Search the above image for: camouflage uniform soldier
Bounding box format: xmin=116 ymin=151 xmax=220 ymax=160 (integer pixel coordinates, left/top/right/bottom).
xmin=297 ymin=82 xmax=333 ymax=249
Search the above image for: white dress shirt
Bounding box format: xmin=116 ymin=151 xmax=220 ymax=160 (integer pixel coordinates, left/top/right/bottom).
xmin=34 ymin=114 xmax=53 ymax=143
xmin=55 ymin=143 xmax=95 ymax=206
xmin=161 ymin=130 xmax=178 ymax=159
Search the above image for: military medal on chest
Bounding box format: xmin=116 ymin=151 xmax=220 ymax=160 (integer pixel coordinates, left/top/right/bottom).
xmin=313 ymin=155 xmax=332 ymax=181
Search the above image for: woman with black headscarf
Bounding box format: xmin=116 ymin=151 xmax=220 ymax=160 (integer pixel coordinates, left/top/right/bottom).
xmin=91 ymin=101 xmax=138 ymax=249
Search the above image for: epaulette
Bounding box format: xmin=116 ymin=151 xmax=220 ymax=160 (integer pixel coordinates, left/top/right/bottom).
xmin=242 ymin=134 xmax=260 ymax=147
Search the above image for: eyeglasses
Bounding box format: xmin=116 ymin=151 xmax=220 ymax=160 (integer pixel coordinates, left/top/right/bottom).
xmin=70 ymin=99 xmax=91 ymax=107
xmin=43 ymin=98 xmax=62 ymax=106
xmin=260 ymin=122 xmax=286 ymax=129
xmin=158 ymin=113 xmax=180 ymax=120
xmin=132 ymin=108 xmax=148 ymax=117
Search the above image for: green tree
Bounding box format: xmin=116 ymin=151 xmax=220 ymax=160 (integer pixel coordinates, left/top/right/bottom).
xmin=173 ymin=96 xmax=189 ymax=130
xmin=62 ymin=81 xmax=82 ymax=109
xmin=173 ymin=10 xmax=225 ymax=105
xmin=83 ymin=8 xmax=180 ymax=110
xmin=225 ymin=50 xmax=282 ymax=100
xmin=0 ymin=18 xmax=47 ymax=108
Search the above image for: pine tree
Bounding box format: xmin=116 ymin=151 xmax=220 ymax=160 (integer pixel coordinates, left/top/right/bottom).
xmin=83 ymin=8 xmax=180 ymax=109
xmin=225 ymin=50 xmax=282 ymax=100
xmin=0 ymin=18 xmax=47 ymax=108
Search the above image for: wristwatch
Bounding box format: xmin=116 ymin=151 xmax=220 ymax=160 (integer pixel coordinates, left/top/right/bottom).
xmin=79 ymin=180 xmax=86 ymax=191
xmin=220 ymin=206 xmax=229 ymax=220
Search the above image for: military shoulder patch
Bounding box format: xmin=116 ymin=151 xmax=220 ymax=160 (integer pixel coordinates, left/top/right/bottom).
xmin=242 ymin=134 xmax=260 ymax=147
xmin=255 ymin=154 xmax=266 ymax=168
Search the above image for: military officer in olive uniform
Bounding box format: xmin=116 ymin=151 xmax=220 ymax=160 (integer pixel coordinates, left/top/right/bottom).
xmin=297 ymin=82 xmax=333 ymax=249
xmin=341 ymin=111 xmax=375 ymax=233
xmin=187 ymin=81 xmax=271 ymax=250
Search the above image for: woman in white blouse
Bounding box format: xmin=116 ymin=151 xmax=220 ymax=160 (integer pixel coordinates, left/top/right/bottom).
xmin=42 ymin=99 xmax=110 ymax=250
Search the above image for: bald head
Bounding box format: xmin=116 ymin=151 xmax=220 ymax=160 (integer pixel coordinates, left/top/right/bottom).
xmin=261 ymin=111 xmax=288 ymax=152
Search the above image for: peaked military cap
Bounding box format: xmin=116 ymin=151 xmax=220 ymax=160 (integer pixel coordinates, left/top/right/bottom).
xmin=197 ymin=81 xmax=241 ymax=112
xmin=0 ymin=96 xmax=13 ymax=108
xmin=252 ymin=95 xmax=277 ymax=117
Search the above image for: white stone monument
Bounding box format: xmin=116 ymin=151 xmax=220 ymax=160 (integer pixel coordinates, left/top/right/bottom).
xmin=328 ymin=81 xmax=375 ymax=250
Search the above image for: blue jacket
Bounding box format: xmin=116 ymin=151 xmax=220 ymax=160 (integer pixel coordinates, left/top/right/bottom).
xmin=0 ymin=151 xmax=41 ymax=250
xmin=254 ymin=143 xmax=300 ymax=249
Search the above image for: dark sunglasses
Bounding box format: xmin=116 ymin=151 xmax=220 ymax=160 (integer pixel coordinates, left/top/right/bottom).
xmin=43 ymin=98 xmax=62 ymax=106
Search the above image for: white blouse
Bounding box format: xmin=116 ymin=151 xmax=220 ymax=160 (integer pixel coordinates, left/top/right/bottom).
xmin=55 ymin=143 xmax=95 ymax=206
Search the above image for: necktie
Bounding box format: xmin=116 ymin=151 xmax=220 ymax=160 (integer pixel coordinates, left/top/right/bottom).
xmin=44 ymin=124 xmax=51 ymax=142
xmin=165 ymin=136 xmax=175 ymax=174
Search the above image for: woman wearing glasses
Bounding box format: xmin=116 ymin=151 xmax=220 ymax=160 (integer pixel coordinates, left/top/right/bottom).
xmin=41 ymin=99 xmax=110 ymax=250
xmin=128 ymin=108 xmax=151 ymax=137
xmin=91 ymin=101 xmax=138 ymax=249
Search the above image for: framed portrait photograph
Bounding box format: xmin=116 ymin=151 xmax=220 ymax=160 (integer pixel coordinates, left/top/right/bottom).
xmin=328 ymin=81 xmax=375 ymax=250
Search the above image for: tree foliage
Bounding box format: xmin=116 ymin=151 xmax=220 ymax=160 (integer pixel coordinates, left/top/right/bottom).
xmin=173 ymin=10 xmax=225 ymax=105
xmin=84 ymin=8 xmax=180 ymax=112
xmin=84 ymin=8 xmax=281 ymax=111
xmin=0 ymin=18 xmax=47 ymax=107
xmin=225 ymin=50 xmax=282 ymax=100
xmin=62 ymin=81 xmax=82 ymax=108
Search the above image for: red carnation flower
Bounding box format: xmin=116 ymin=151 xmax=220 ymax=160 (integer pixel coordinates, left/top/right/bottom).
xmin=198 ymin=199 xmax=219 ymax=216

· · · · · · ·

### [Task objective]
Reproduce every one of the records above line for line, without changing a character.

### [Reply to the exercise]
Search the above image for: camouflage uniform soldier
Bounding box format: xmin=116 ymin=151 xmax=220 ymax=160 (integer pixel coordinates, left/top/right/bottom).
xmin=297 ymin=82 xmax=333 ymax=249
Search the above image for: white dress shirt
Bounding box format: xmin=116 ymin=151 xmax=220 ymax=160 (integer pixel coordinates, left/top/right/bottom).
xmin=34 ymin=114 xmax=53 ymax=143
xmin=55 ymin=143 xmax=95 ymax=206
xmin=161 ymin=130 xmax=178 ymax=159
Search the above image for: military medal on chest
Bounding box format: xmin=116 ymin=151 xmax=220 ymax=160 (integer pixel coordinates, left/top/right/bottom).
xmin=313 ymin=155 xmax=332 ymax=181
Search the above image for: woman with black headscarf
Bounding box format: xmin=116 ymin=151 xmax=220 ymax=160 (integer pixel coordinates, left/top/right/bottom).
xmin=91 ymin=101 xmax=138 ymax=249
Search the above image for: epaulette
Bounding box format: xmin=116 ymin=151 xmax=220 ymax=160 (integer pixel coordinates, left/top/right/bottom).
xmin=242 ymin=134 xmax=260 ymax=147
Search the above image for: eyeglasses
Bounding box format: xmin=116 ymin=151 xmax=220 ymax=160 (integer pixel coordinates, left/top/right/bottom).
xmin=70 ymin=99 xmax=91 ymax=107
xmin=43 ymin=98 xmax=62 ymax=106
xmin=260 ymin=122 xmax=286 ymax=129
xmin=158 ymin=113 xmax=180 ymax=120
xmin=132 ymin=108 xmax=148 ymax=117
Search the above image for: green tree
Bounding box format: xmin=116 ymin=151 xmax=220 ymax=160 (integer pixel coordinates, left/top/right/bottom).
xmin=173 ymin=96 xmax=189 ymax=130
xmin=62 ymin=81 xmax=82 ymax=109
xmin=173 ymin=10 xmax=225 ymax=105
xmin=83 ymin=8 xmax=180 ymax=110
xmin=225 ymin=50 xmax=282 ymax=100
xmin=0 ymin=18 xmax=47 ymax=108
Search the above image for: pine tree
Bounding box format: xmin=116 ymin=151 xmax=220 ymax=160 (integer pixel coordinates, left/top/right/bottom).
xmin=83 ymin=8 xmax=180 ymax=109
xmin=225 ymin=50 xmax=282 ymax=100
xmin=0 ymin=18 xmax=47 ymax=108
Search the above image for: wristwatch
Bounding box format: xmin=116 ymin=151 xmax=220 ymax=160 (integer pixel coordinates, left/top/right/bottom).
xmin=79 ymin=180 xmax=86 ymax=191
xmin=220 ymin=206 xmax=229 ymax=220
Search the above image for: military shoulder patch
Bounding box format: xmin=116 ymin=151 xmax=220 ymax=160 (integer pixel coordinates, left/top/right/bottom).
xmin=242 ymin=134 xmax=260 ymax=147
xmin=255 ymin=154 xmax=266 ymax=168
Search the above image for: military officer in olive uniform
Bounding box format: xmin=116 ymin=151 xmax=220 ymax=160 (integer pixel coordinates, left/top/right/bottom).
xmin=297 ymin=82 xmax=333 ymax=249
xmin=341 ymin=111 xmax=375 ymax=233
xmin=187 ymin=81 xmax=271 ymax=250
Search the above image for: woman in white blouse
Bounding box format: xmin=116 ymin=151 xmax=220 ymax=160 (integer pixel coordinates, left/top/right/bottom).
xmin=42 ymin=99 xmax=110 ymax=250
Search the above image for: bald head
Bounding box format: xmin=116 ymin=151 xmax=220 ymax=160 (integer pixel coordinates, left/top/right/bottom).
xmin=261 ymin=111 xmax=288 ymax=152
Search the above image for: peaked military cap
Bounding box format: xmin=116 ymin=151 xmax=220 ymax=160 (integer pixel coordinates, left/top/right/bottom).
xmin=197 ymin=81 xmax=241 ymax=112
xmin=0 ymin=96 xmax=13 ymax=108
xmin=252 ymin=95 xmax=277 ymax=117
Search the above image for: white stone monument
Bounding box format: xmin=116 ymin=151 xmax=220 ymax=160 (integer pixel coordinates, left/top/right/bottom).
xmin=328 ymin=81 xmax=375 ymax=250
Search the above image for: blue jacket
Bounding box format: xmin=116 ymin=151 xmax=220 ymax=160 (integer pixel coordinates, left/top/right/bottom).
xmin=0 ymin=151 xmax=41 ymax=250
xmin=254 ymin=143 xmax=300 ymax=249
Search the above image for: dark sunglasses
Bounding box format: xmin=116 ymin=151 xmax=220 ymax=160 (integer pixel coordinates, left/top/right/bottom).
xmin=43 ymin=98 xmax=62 ymax=106
Search the above image for: white blouse
Bounding box format: xmin=116 ymin=151 xmax=220 ymax=160 (integer pixel coordinates, left/top/right/bottom).
xmin=55 ymin=143 xmax=95 ymax=206
Search the above image for: necktie
Bounding box format: xmin=116 ymin=151 xmax=220 ymax=160 (integer pixel coordinates, left/top/right/bottom).
xmin=44 ymin=124 xmax=51 ymax=142
xmin=165 ymin=136 xmax=175 ymax=174
Search the above image for: woman wearing glasses
Bounding box format: xmin=116 ymin=151 xmax=220 ymax=160 (integer pixel coordinates, left/top/right/bottom).
xmin=41 ymin=99 xmax=110 ymax=250
xmin=128 ymin=108 xmax=151 ymax=137
xmin=91 ymin=101 xmax=138 ymax=249
Search the above image for: framed portrait photograph
Bounding box format: xmin=116 ymin=151 xmax=220 ymax=160 (integer pixel coordinates, left/top/right/bottom).
xmin=328 ymin=81 xmax=375 ymax=250
Search the above image for: tree foliage
Bounding box format: xmin=116 ymin=151 xmax=220 ymax=160 (integer pixel coordinates, left/top/right/bottom).
xmin=173 ymin=10 xmax=225 ymax=105
xmin=84 ymin=8 xmax=180 ymax=112
xmin=84 ymin=8 xmax=281 ymax=111
xmin=0 ymin=18 xmax=47 ymax=107
xmin=225 ymin=50 xmax=282 ymax=100
xmin=62 ymin=81 xmax=82 ymax=108
Search the above image for: red carnation flower
Bounding box format: xmin=116 ymin=151 xmax=220 ymax=160 (integer pixel coordinates, left/top/right/bottom).
xmin=198 ymin=199 xmax=219 ymax=216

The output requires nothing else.